Exercício proposto:
Devolva tal como está a parte do texto sobre as aulas de teatro que começa em "Agora não só" e segue até "sala de aula.".

Trecho do texto:
#####
Há quase um ano escrevia o que abaixo transcrevo; dizia-me cansado e que o meu balanço era de uma grande inutilidade. Depois desse desabafo deu-me um remorso qualquer, desconvenci-me e prolonguei ingenuamente o que lhe dera origem. Obviamente em vão.
Agora não só digo o mesmo como acrescento: saiu-me do corpinho e estou desiludido.
O meu trabalho foi sendo furado, e a paciência esgota-se-me com frivolidades na sala de aula.
Portanto, mudo de freguesia e vou pregar para outra.
Agora mudo-me, e conto estar muito mais aqui, a fazer e não a convencer para que se faça. É que a mim ninguém precisou de convencer. Isso simplesmente nunca foi necessário.
Nuno Meireles
O fim do pastoreio
Dou aulas regularmente há sete anos, pouco mais ou menos. Os sete anos que Jacob serviu de pastor, por amor a Raquel. Antes disso recebi-as. Fiz um curso de formação de actores quando a escola se estava a formar e com ela formei-me (ou formaram-me) também. Deu lastro, alguns nomes que fiquei a conhecer, duas e meia experiências positivas de crescimento e de resto uma gigantesca falência que procurei suprir em mim como actor nos anos que se lhe seguiram. Até aos dias de hoje.
Quando comecei a dar aulas perseguiu-me a ideia de fraude e desconsolo artistico e técnico que senti e sentia. Procurei literalmente dar o que tinha descoberto que não me tinham dado. Edipianamente procurava resolver a história, sendo atormentado por ela.
Sete anos passaram em que pastoreei muitas ovelhas, alunos candidatos a actores. Pastoreei muitas projecções de mim mesmo que começava a estudar. Foram estes anos todos e no meu balanço foram anos inúteis. Por duas razões:
porque eu estava errado cosmicamente, dado que a minha experiência passou e agora sou o que sou, com a minha construção
porque de facto, proporcionalmente, o que resultou destes anos de magistério não é conta justa
Neste esforço de pastor criei este blogue, que servia para falar de coisas num local onde ninguém fala de coisa nenhuma. Ninguém quer de facto saber. Itália, USA/UK, Espanha têm traduções do Stanislavski e do Meierhold e nós estamos na idade da pedra. Ninguém quer saber. Os meus alunos não sabem que há uma biblioteca na sua escola e aqui eu pertenço a outro mundo. Ninguém aqui faz ideia do que é training, nem há nenhum (outro) português que frequente as formações de Guennadi Bogdanov que, com sete ou catorze anos a mais depois da minha formação vos digo que é muito superior a qualquer escola de teatro e eu conheço-as. Nada resultou como deveria. As aulas sairam furadas: se há alunos que falsificam presenças então não vale a pena falar de ética no teatro ou de training, se há alunos que faltam e estão na rua ou no café ou no facebook, então eu estou e estive a dar pérolas a porcos. Com uma agravante: o sonho do pastor.
#####
Registos de dados sobre a localização de objetos
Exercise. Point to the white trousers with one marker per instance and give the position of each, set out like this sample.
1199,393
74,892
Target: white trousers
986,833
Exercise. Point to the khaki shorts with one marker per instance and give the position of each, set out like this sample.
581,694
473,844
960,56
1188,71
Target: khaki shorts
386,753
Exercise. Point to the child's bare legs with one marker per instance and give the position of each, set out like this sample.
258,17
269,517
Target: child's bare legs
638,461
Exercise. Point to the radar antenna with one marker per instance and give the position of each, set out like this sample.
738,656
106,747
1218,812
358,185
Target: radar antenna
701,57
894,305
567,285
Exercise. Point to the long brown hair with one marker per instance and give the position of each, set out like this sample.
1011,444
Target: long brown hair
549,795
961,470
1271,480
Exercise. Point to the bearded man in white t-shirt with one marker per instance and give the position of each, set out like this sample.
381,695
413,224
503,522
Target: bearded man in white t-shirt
#####
Resolução:
Agora não só digo o mesmo como acrescento: saiu-me do corpinho e estou desiludido.
O meu trabalho foi sendo furado, e a paciência esgota-se-me com frivolidades na sala de aula.